## PROBLEM TO SOLVE:
Continue the piece below on ZCSA's enforcement work, picking up after its final sentence.

## SOURCE EXTRACT:
=======

Education is a key pillar of enforcement. Through workshops, community radio programs, and media campaigns, ZCSA reaches thousands of traders and consumers, raising awareness about the dangers of substandard goods. 

Public participation has become a crucial force multiplier, as alert citizens now report suspicious products and encourage voluntary compliance.

In the agricultural sector, ZCSA confronts threats that have far-reaching economic and human consequences. 


Investigations uncovered adulterated fertilizers diluted with foreign substances, jeopardizing crop yields, farmers’ incomes, and environmental health. 

Hatyoka explains the stakes: “A farmer who plants a whole season’s crop with tainted fertilizer could lose everything. Families go hungry, communities lose food security, and soil fertility is compromised. This is why enforcement here is so urgent and deeply human.”

The agency has responded with intensified inspections, warnings, and plans for legal action against offenders. 

Farmers are encouraged to source certified fertilizers from registered suppliers, ensuring that productivity, environmental protection, and livelihoods are safeguarded.


ZCSA’s impact is visible in energy and transport safety as well. 

Working with the Ministry of Energy and the Energy Regulation Board (ERB), the agency certified all fuel tankers in Zambia, achieving 99% compliance. 

This dramatic improvement has sharply reduced fires and accidents, demonstrating that regulation and partnership can literally save lives. 

Hatyoka reflects, “Each accident prevented is a family spared grief, a life spared harm. Our work has tangible, human outcomes.”

=======

[Excerpts from location labeling data]
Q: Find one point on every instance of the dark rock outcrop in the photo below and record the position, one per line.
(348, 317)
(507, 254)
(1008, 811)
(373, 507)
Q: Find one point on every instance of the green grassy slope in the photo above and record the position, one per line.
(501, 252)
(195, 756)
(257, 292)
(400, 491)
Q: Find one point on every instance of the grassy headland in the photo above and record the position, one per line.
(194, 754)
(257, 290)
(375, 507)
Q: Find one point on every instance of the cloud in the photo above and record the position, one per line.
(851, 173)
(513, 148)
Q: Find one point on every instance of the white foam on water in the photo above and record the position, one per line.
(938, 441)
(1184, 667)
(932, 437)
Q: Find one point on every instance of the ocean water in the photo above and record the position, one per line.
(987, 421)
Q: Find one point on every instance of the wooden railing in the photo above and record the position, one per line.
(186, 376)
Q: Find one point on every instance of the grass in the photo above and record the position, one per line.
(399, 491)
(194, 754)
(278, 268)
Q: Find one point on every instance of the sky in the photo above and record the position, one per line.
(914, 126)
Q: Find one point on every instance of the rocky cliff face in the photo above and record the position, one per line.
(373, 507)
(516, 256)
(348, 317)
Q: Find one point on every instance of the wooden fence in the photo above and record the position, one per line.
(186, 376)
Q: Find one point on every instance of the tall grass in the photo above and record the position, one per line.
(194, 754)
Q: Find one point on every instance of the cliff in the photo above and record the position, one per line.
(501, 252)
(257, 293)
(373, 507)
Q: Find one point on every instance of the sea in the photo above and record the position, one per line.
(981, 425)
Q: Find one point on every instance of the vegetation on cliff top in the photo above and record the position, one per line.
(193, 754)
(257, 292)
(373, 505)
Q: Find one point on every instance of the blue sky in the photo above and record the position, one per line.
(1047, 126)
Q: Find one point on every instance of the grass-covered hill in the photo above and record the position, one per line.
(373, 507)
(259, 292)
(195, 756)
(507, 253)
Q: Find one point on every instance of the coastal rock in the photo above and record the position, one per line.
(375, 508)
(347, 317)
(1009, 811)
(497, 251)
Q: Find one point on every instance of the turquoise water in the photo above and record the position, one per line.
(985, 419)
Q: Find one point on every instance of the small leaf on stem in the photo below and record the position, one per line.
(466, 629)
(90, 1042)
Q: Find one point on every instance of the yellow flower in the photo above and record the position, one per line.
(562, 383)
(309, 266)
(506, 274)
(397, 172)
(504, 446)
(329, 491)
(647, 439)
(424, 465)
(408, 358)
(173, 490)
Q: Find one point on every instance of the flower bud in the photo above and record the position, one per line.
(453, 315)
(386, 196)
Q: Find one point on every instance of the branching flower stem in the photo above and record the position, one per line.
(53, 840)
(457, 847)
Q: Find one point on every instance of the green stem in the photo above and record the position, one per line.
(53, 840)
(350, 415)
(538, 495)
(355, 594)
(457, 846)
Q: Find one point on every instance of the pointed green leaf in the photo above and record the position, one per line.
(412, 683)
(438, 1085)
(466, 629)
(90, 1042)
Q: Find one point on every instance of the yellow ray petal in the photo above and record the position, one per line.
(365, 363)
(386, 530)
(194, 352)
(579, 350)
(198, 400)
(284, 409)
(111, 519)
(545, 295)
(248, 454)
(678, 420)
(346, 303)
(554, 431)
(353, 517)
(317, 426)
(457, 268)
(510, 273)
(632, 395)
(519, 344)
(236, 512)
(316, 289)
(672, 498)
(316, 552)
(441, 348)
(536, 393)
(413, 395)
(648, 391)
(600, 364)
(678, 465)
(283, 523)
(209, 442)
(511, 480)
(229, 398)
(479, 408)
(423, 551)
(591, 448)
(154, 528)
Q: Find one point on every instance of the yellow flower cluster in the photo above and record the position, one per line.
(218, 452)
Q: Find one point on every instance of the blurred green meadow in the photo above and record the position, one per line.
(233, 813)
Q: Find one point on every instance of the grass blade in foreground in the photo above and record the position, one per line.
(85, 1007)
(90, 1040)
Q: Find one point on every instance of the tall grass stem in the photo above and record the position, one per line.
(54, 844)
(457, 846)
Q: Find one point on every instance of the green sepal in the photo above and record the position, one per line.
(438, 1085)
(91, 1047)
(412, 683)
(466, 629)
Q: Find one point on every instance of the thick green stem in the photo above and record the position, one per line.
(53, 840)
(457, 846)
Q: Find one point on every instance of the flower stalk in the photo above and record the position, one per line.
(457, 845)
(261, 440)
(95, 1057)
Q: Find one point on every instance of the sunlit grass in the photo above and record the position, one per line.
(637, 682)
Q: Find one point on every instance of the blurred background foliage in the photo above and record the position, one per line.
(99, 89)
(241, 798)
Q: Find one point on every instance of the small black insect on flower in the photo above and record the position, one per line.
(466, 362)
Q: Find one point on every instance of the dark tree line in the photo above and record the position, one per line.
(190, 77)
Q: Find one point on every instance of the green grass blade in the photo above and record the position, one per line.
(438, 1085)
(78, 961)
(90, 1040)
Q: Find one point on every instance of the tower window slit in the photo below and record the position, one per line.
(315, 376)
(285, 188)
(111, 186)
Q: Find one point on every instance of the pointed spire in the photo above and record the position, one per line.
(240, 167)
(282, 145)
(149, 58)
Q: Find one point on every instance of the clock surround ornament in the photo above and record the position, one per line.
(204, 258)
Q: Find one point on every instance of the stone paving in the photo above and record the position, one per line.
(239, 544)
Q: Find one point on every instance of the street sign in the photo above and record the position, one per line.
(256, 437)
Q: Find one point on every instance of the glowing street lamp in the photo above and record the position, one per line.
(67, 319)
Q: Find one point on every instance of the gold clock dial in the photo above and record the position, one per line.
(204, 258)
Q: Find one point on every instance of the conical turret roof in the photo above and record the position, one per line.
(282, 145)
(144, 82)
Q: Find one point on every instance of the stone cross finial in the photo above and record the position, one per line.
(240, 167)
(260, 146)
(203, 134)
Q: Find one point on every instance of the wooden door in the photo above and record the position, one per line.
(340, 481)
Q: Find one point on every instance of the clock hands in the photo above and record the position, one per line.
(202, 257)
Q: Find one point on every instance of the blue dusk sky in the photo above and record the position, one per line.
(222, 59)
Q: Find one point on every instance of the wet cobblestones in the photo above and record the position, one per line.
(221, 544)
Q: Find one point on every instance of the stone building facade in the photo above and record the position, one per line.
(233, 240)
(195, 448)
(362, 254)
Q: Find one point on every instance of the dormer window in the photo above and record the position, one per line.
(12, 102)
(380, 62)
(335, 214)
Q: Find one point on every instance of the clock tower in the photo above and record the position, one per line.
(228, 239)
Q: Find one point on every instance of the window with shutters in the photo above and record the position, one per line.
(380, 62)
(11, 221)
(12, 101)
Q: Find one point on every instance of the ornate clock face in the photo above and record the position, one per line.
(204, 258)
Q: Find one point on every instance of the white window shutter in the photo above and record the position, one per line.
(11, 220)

=======

## RESPONSE TO THIS EXERCISE:
From January to mid-2025, ZCSA intensified its national enforcement, removing nearly 6,000 non-compliant electrical products worth over K610,000, preventing potential fires, shocks, and property damage. 

Regional operations across Northwestern, Luapula, Northern, and Muchinga Provinces yielded over 1,000 seized products valued at K30,000, including cooking oil, detergents, margarine, sugar, alcoholic beverages, and bottled water — items expired, damaged, mislabeled, or unregistered, all of which could have harmed unsuspecting consumers.

The agency also tackled unsafe bottled water in Ndola and Kitwe, suspending multiple brands that failed safety and labeling standards. 

Over 100 cases of contaminated water were withdrawn from circulation, protecting communities from preventable illnesses.


ZCSA is not merely reactive; it is modernizing for greater efficiency. 

Digital inspection systems streamline workflows, improve traceability, and enhance enforcement accuracy. 

Simultaneously, training of inspectors ensures that Zambia’s watchdogs can keep pace with sophisticated products and supply chains. 

Hatyoka emphasizes, “Our inspectors are frontline defenders. Their expertise and judgment directly translate into lives saved and risks prevented.”

Small and Medium Enterprises (SMEs) are also beneficiaries of ZCSA’s proactive support. By guiding them to meet standards from the outset, the agency opens doors to regional and international markets, including AfCFTA, helping businesses compete while keeping consumers safe. 

Hatyoka explains, “Compliance is empowerment. It builds trust, creates opportunities, and ensures safety — a win-win for everyone.”

Board Chairperson Ian Besa Mupeta captures the agency’s ethos:

 “Compulsory standards are not bureaucratic hurdles; they are lifelines. They protect every Zambian from harm, ensure the environment remains safe, and guarantee that industries operate with integrity and excellence.”

Through education, enforcement, and collaboration, ZCSA has become more than a regulator. It is a guardian of public health, a protector of livelihoods, and a champion of environmental stewardship.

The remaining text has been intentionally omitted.